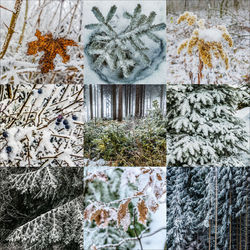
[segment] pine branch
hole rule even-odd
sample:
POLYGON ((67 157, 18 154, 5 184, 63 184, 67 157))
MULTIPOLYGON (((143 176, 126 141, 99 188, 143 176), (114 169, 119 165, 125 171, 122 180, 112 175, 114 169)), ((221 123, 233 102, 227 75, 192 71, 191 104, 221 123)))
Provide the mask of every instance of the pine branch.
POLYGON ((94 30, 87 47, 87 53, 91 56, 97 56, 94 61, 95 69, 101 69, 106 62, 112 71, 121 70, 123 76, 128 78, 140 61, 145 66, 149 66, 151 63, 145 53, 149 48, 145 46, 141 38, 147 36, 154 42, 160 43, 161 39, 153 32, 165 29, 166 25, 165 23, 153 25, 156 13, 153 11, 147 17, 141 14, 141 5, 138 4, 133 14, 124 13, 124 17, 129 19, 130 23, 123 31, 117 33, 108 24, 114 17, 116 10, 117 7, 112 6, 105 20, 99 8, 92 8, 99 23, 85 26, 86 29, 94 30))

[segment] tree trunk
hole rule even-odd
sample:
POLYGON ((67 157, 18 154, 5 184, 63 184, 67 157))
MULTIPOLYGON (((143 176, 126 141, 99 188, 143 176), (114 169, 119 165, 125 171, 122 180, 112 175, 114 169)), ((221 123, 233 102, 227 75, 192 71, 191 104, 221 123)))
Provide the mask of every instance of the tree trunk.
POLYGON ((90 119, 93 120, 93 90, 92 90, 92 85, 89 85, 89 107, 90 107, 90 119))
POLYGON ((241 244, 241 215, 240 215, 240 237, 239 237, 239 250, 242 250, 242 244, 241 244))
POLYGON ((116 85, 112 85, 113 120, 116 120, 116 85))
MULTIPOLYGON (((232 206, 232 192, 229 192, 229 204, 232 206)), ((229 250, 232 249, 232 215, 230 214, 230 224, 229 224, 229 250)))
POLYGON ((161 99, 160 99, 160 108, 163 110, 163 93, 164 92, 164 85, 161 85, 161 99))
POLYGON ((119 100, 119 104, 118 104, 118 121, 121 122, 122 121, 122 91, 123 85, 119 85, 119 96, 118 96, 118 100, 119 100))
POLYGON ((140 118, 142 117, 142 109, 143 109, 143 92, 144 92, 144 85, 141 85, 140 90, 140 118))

***

## What you will do
Swap each "mask" in the rows above for "outline", and write all the lines out again with nothing else changed. Leave the pictures out of your answer.

## Task solution
[segment] pine branch
hole rule even-odd
sample:
POLYGON ((67 157, 18 154, 5 184, 63 184, 67 157))
MULTIPOLYGON (((143 176, 126 141, 99 188, 143 176), (114 169, 119 165, 125 171, 122 180, 112 175, 114 169)), ((221 123, 233 102, 227 75, 192 71, 191 104, 221 123)))
Provide the outline of every instance of the pine branch.
POLYGON ((94 30, 87 47, 87 53, 91 56, 97 56, 94 61, 95 69, 101 69, 106 62, 112 71, 121 70, 123 76, 128 78, 140 61, 145 66, 149 66, 151 63, 145 53, 149 48, 145 46, 141 38, 147 36, 154 42, 160 43, 161 39, 153 32, 165 29, 166 25, 165 23, 153 25, 156 13, 153 11, 147 17, 141 14, 141 5, 138 4, 133 14, 124 13, 124 17, 129 19, 130 23, 123 31, 117 33, 108 24, 114 17, 116 10, 117 7, 112 6, 105 20, 99 8, 92 8, 99 23, 85 26, 86 29, 94 30))

[segment] tree trunk
hole rule even-odd
sample:
POLYGON ((67 157, 18 154, 5 184, 63 184, 67 157))
MULTIPOLYGON (((143 176, 126 141, 99 188, 143 176), (114 169, 119 165, 125 171, 122 180, 112 175, 114 169)), ((221 123, 233 102, 227 75, 192 71, 191 104, 221 123)))
Provide the outline of every instance of the tree trunk.
POLYGON ((90 119, 93 120, 93 90, 92 90, 92 85, 89 85, 89 107, 90 107, 90 119))
POLYGON ((241 244, 241 215, 240 215, 240 237, 239 237, 239 250, 242 250, 242 244, 241 244))
POLYGON ((116 85, 112 85, 113 120, 116 120, 116 85))
MULTIPOLYGON (((232 206, 232 192, 229 192, 229 204, 232 206)), ((229 250, 232 249, 232 215, 230 214, 230 224, 229 224, 229 250)))
POLYGON ((161 99, 160 99, 160 108, 163 110, 163 93, 164 92, 164 85, 161 85, 161 99))
POLYGON ((119 100, 119 104, 118 104, 118 121, 121 122, 122 121, 122 91, 123 85, 119 85, 119 96, 118 96, 118 100, 119 100))
POLYGON ((140 118, 142 117, 142 109, 143 109, 143 92, 144 92, 144 85, 141 85, 140 90, 140 118))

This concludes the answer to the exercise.